Task to complete:
May I please have every record restated word for word, with the images left out?

______

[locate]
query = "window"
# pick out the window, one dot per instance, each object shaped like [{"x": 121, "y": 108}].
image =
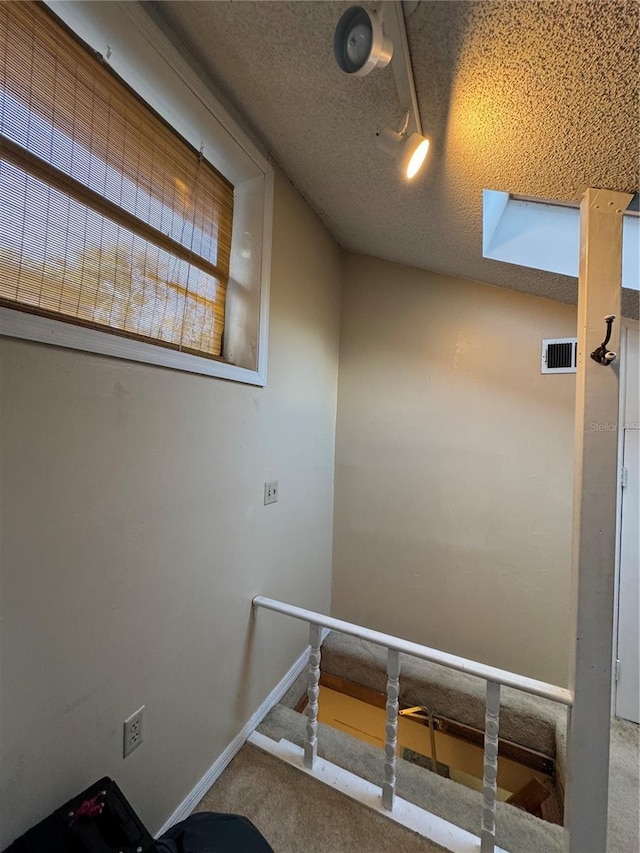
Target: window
[{"x": 111, "y": 221}]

______

Completed exercise:
[locate]
query = "window"
# pick out the window, one dot per instance, each object shaped like [{"x": 121, "y": 108}].
image =
Target: window
[{"x": 111, "y": 221}]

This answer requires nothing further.